Anti-racist contentions in the Baltic Sea region – a study of anti-racist activists’ interplay with politicians and civil servants


Field: Sociologi
Project leader: Magnus Wennerhag
Starting year: 2017
Project type: Project

The on-going refugee crisis and recent years’ electoral successes for right-wing parties with anti-migration stances have in many European countries led to an increase in antiracist mobilizations. Anti-racist activists have rallied for refugees’ rights and taken part in voluntary work with newly arrived immigrants.

This project investigates the interplay between anti-racist activists, politicians, and civil servants during significant campaigns of the anti-racist movement in four countries of the Baltic Sea region: Finland, Germany, Poland, and Sweden. While Germany and Sweden both have a tradition of extensive immigration, Finland and Poland have had more restrictive immigration policies.

The study’s main goal is to contribute to a better understanding of the relation between contemporary social movements and established actors within the political system. In particular, the project aims to describe the key factors that promote or discourage contacts and collaboration between activists and politicians/civil servants.

# # #

#### GIVEN REQUEST 1
Name every country in the Baltic Sea region that the project description says the study covers.
#### GIVEN REQUEST 2
Copy word for word the passage of the project description that begins at the words "Field: Sociologi" and stops after the words "restrictive immigration policies.".
#### GIVEN REQUEST 3
Resume the project description on anti-racist activism in the Baltic Sea region, picking up after its final sentence.
The records are separate material with no connection to the project description on anti-racist activism.

#### ENTRIES PROVIDED
# # #

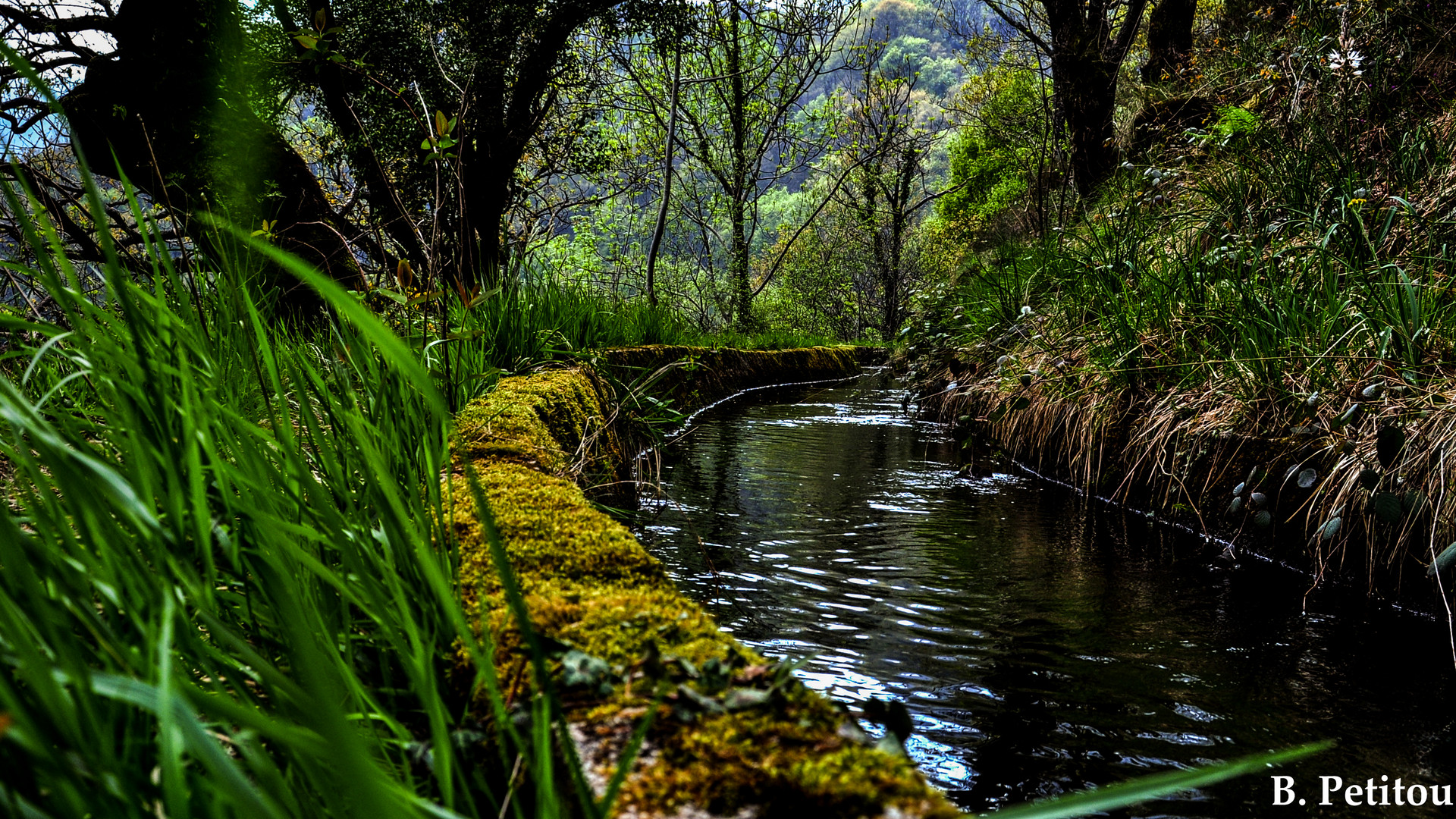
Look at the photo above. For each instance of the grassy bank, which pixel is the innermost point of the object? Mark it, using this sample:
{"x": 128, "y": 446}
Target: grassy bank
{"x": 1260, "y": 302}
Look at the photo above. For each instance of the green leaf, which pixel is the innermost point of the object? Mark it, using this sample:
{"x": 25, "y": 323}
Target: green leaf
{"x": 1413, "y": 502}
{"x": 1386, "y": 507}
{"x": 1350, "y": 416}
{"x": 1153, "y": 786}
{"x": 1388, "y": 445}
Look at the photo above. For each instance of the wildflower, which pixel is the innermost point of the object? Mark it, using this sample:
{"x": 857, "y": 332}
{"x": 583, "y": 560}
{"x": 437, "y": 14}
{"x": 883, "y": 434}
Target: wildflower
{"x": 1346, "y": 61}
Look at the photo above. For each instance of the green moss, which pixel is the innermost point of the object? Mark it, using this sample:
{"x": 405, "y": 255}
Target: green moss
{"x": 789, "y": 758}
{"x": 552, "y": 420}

# # #

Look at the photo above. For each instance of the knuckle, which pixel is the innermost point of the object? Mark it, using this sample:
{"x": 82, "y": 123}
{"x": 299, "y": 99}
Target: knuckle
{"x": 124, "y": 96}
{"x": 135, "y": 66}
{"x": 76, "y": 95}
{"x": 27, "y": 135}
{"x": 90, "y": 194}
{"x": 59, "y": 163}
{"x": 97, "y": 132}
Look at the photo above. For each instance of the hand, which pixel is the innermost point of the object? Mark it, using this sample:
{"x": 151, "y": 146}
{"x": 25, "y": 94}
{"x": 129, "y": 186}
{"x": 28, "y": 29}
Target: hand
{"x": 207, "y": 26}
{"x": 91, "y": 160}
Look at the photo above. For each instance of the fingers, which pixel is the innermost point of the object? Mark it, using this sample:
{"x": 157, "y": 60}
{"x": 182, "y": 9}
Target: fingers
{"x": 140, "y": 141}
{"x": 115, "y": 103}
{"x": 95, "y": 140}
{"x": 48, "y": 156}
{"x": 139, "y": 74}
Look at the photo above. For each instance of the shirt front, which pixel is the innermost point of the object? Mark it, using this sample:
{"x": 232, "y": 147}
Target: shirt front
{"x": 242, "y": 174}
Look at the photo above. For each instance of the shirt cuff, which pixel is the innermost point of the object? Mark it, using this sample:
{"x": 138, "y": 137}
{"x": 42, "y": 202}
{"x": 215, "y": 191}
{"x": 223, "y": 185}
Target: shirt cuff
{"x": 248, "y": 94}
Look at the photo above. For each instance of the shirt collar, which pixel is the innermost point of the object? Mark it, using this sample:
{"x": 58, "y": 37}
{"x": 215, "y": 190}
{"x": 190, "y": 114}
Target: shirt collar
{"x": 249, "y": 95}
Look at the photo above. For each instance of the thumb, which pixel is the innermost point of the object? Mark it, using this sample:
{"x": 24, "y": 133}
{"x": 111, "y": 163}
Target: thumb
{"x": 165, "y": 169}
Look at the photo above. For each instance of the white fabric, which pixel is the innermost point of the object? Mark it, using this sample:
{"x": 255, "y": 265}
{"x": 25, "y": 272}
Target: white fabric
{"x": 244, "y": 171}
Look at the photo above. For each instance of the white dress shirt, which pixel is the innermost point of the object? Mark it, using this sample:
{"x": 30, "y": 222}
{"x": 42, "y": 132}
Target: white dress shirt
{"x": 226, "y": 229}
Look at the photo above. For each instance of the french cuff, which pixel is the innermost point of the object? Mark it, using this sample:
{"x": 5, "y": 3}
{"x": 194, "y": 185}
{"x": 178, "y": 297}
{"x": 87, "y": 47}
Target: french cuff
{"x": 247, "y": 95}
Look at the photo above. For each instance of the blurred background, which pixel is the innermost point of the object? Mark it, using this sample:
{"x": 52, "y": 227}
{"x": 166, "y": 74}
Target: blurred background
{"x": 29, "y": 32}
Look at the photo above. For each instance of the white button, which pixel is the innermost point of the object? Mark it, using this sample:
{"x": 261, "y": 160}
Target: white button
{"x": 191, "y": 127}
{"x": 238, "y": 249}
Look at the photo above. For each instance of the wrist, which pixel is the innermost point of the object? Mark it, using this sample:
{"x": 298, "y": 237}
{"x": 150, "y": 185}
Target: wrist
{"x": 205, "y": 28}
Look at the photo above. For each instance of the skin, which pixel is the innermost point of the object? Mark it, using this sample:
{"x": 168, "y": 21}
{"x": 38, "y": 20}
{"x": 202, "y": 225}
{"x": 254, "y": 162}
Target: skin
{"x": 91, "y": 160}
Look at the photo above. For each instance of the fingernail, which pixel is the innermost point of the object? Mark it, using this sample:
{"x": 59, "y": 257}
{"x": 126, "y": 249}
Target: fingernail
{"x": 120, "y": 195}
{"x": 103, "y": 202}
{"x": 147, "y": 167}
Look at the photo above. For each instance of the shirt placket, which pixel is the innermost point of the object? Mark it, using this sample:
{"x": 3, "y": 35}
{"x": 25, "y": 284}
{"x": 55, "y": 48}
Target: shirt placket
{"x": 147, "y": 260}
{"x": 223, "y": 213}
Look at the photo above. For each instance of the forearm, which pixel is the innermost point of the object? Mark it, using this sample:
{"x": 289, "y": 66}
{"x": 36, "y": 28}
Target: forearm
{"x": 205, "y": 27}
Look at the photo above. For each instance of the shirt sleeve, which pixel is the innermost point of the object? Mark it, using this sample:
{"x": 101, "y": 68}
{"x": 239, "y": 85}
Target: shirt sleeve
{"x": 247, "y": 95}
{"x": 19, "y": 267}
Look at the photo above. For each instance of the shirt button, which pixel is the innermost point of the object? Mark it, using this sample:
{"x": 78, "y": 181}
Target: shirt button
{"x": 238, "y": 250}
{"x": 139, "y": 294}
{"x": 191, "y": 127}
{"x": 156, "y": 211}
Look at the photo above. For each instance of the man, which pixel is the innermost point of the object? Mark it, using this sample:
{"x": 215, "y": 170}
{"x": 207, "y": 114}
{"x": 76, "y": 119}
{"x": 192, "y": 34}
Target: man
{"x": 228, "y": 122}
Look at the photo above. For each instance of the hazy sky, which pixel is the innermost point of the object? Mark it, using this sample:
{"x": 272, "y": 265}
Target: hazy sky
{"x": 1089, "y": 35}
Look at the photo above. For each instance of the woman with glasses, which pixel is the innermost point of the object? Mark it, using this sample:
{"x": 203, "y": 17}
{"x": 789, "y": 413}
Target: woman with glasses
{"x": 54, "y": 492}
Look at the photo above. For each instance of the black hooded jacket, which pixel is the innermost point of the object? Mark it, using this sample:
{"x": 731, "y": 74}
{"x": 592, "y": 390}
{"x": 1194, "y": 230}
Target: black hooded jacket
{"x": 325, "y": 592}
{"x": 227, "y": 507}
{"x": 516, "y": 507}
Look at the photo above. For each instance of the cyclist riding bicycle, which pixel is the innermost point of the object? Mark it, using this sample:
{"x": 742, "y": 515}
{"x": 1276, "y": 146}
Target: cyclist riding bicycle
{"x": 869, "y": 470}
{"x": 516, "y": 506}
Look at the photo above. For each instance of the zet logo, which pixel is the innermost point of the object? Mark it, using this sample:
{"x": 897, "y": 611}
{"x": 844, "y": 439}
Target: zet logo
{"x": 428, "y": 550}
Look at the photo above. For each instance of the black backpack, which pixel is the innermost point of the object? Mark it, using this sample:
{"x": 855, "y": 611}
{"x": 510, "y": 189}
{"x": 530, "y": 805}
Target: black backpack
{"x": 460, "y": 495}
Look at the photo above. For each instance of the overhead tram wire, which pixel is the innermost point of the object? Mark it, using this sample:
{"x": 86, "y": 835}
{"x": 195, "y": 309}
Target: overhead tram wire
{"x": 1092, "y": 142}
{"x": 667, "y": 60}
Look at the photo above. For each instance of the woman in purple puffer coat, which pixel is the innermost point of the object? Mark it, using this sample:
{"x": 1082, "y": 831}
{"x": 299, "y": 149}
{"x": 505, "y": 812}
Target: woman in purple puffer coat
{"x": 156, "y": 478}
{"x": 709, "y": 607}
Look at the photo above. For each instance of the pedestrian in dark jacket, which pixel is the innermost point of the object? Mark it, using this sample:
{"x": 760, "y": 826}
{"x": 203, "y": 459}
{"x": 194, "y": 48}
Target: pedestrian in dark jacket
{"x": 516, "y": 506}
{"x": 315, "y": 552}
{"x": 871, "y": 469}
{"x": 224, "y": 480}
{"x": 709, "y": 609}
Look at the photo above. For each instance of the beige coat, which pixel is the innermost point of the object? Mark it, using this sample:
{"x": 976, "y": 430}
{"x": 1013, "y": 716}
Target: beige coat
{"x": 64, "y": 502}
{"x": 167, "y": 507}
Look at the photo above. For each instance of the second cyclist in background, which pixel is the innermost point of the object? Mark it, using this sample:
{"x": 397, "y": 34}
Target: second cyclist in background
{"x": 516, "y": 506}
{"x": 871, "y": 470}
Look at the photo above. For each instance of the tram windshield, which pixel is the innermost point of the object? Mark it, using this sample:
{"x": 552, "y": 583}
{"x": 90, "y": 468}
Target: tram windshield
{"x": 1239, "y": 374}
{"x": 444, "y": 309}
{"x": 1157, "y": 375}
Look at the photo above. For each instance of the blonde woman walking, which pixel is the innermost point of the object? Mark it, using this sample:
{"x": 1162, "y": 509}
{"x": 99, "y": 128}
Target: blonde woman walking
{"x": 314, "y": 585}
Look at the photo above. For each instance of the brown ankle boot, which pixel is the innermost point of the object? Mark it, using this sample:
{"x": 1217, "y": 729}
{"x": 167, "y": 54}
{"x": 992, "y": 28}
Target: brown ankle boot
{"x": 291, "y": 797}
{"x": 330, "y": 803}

# # #

#### OUTPUT 1
Finland, Germany, Poland, Sweden

#### OUTPUT 2
Field: Sociologi
Project leader: Magnus Wennerhag
Starting year: 2017
Project type: Project

The on-going refugee crisis and recent years’ electoral successes for right-wing parties with anti-migration stances have in many European countries led to an increase in antiracist mobilizations. Anti-racist activists have rallied for refugees’ rights and taken part in voluntary work with newly arrived immigrants.

This project investigates the interplay between anti-racist activists, politicians, and civil servants during significant campaigns of the anti-racist movement in four countries of the Baltic Sea region: Finland, Germany, Poland, and Sweden. While Germany and Sweden both have a tradition of extensive immigration, Finland and Poland have had more restrictive immigration policies.

#### OUTPUT 3
The following questions will be addressed: What types of interplay occur between activists, politicians, and civil servants? What are the activists’, politicians’, and civil servants’ main motives for seeking, affirming, or refusing contacts and/or collaboration with each other? How do the different actors, in the light of their own experiences, perceive the risks, merits and outcomes of this interplay? By interplay we mean various forms of advocacy-related interaction. These forms of interaction may range from close collaboration, via sporadic contacts, to one-sided pressures.

Four types of actors will be analysed: politicians, civil servants, ‘moderate’ activists, and ‘radical’ activists. While ‘radical’ activists tends to be sceptical towards contacts with state representatives and prefer more conflict-oriented strategies, the ‘moderate’ activists tends to see contacts with institutionalized politics as necessary. The project’s main method will be individual semi-structured interviews.

The project will generate new knowledge and theoretical insights about why interplay between civil society actors and institutionalized politics sometimes occur and other times do not. The project will also deepen our knowledge of the relation between state and civil society in contemporary democratic societies in the Baltic Sea region and in Eastern Europe, and cast light on contemporary conflicts about minority groups’ conditions and rights in this region.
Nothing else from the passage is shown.